- _DESCRIPTION OF THE TASK_: Type out every line below exactly as it reads.

Entries from a pointing dataset

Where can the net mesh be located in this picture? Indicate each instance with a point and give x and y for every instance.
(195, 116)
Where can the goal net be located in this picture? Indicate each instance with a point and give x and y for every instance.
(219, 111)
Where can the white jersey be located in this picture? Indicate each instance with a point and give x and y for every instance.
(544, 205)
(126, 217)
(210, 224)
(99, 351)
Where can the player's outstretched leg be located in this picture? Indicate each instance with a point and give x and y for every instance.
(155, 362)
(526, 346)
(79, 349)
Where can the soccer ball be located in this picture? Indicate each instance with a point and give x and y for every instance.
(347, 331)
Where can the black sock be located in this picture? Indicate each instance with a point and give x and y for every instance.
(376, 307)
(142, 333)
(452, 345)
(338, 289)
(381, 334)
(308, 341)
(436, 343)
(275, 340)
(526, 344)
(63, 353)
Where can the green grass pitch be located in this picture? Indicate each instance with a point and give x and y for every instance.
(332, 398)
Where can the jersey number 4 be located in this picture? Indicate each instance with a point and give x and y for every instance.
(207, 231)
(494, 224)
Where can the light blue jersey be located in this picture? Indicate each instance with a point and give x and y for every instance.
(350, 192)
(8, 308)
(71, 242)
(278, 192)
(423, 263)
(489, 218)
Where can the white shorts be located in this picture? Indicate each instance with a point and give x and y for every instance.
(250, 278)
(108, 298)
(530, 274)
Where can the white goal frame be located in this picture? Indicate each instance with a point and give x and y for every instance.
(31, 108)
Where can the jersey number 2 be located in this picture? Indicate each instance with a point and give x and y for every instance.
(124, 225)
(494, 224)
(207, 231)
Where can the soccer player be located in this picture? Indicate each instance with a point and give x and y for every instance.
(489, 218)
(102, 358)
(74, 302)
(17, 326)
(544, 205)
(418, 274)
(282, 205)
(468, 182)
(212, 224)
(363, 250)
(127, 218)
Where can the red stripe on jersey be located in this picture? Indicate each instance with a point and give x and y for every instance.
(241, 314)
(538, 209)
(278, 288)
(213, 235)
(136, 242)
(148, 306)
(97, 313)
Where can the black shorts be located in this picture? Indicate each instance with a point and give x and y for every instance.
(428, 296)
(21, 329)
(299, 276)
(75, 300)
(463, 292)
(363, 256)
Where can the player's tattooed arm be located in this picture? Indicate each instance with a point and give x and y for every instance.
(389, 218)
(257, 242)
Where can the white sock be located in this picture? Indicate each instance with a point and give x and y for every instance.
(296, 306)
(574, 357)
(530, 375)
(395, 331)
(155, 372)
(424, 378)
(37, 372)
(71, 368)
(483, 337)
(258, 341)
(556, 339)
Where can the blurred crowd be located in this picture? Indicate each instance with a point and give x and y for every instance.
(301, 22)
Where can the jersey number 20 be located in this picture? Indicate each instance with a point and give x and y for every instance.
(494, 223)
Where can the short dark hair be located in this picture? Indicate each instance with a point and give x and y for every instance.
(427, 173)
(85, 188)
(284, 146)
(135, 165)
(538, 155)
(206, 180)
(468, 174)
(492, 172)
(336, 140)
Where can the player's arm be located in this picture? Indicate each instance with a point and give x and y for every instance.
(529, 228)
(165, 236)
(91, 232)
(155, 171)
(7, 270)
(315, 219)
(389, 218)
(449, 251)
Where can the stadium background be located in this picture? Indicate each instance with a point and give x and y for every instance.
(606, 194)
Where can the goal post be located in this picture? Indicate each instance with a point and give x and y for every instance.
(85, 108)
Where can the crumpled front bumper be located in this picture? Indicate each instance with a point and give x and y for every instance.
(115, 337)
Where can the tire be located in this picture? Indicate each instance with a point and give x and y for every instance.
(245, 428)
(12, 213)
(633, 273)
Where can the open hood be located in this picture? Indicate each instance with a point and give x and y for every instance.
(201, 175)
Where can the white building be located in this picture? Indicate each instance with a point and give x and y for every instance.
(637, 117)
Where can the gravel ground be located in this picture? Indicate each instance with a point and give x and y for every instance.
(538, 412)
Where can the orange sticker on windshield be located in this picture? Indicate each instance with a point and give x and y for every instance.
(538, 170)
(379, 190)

- _THE REPLY_:
Where can the net mesh be located in this picture? Indicate each instance with a point and give x and y for every instance.
(195, 116)
Where can the goal net be located in this picture? Indicate each instance with a point and give x and y for every instance.
(219, 111)
Where can the white jersey be located in this picture? Indicate each instance with a point and give x and y for every instance.
(544, 205)
(126, 217)
(210, 224)
(99, 351)
Where can the player's outstretched leg be located in this picture? Indicate each instance with a point and give x and y for every instance.
(155, 362)
(526, 346)
(79, 349)
Where can the soccer ball be located in this picture? Indicate each instance with a point and give x and y for every instance.
(347, 331)
Where can the black sock be located in this picture? Indicate each instance with a point and give x and y for every instance.
(376, 307)
(142, 333)
(452, 345)
(338, 289)
(381, 334)
(308, 341)
(436, 343)
(275, 340)
(526, 344)
(63, 353)
Where can the green grass pitch be located in this picture? Indicate each instance with a point and give x and y for every instance.
(332, 398)
Where can the jersey number 4 be located in this picture? Indicate each instance with a point and give x and y for every instance.
(207, 231)
(494, 224)
Where can the light blue jersey be located in this picture? Indicate each instance with a point and give x and y for every instance.
(350, 192)
(8, 308)
(71, 242)
(278, 192)
(423, 263)
(489, 218)
Where can the white shorts be located in this picture? Indicate each instance with a point and give x and y for every instance.
(250, 278)
(108, 298)
(530, 274)
Where can the white goal frame be located in this picture? Indicate each instance with a point and give x and y for every instance.
(31, 108)
Where can the jersey number 2 be located in this picture? Indicate each instance with a point and give x and y for every instance.
(124, 225)
(494, 224)
(207, 231)
Where can the soccer player be located in this picture? Indicate each instance with a point and give x and y for every instance.
(489, 218)
(102, 358)
(74, 302)
(17, 326)
(544, 205)
(418, 274)
(282, 205)
(468, 182)
(212, 224)
(363, 250)
(127, 218)
Where can the red stripe on jersey be located in this picture? Indicate each instance with a point and give x and y for every instance.
(241, 314)
(538, 209)
(278, 288)
(213, 235)
(136, 242)
(148, 306)
(97, 313)
Where can the black shorts be located in this picture? Indicate each instance with a point and give x and y for every instance.
(428, 296)
(21, 329)
(299, 276)
(75, 300)
(463, 292)
(363, 256)
Where can the player's tattooed arm be located in this picture? Indicate each instance with a point and give x and y for every instance.
(389, 218)
(257, 242)
Where can the white sock be located in this picture? Indicate each instance with a point and give x and y for every instance.
(296, 306)
(574, 357)
(530, 375)
(395, 331)
(155, 372)
(424, 378)
(37, 372)
(71, 368)
(483, 337)
(258, 341)
(556, 339)
Where can the blurred crowd be located in this picture? Indicate each instance with a point and give x and y for every instance.
(301, 22)
Where can the jersey number 20 be located in this picture? Indicate each instance with a point and give x and y for every instance.
(494, 223)
Where can the short dark hair be located in this picture? Indicate each instance with a point and give x and y for every instance.
(427, 173)
(85, 188)
(284, 146)
(135, 165)
(538, 155)
(206, 180)
(468, 174)
(492, 172)
(336, 140)
Where can the player's arm be located in this picture? Indicate each instance with a point and give x and y for every instance.
(529, 228)
(165, 236)
(91, 232)
(155, 171)
(7, 270)
(315, 219)
(389, 218)
(449, 251)
Where can the stadium background be located in this picture? Indicate each instance with a point and give x and y for every instance.
(606, 194)
Where can the goal post be located in this picture? Indicate each instance with a point and give x and y for every instance.
(85, 108)
Where can the crumpled front bumper be located in this picture? Indicate each instance with a point and give x and y for every instance.
(115, 337)
Where can the tire be located in this picture? Indicate each instance with a point and give x and y for every instance.
(245, 428)
(12, 213)
(633, 273)
Where can the open hood be located in this picture? Indicate each instance with a point and give x and y for every instance.
(201, 175)
Where can the white building be located in this picture? Indicate each instance with a point and give x and y for every instance.
(637, 117)
Where can the gravel ground be located in this picture? Indicate each instance with a point and give x and y for every instance.
(538, 412)
Where can the orange sticker on windshield be located in this picture? Indicate each instance with a point and give x and y for every instance.
(538, 170)
(379, 190)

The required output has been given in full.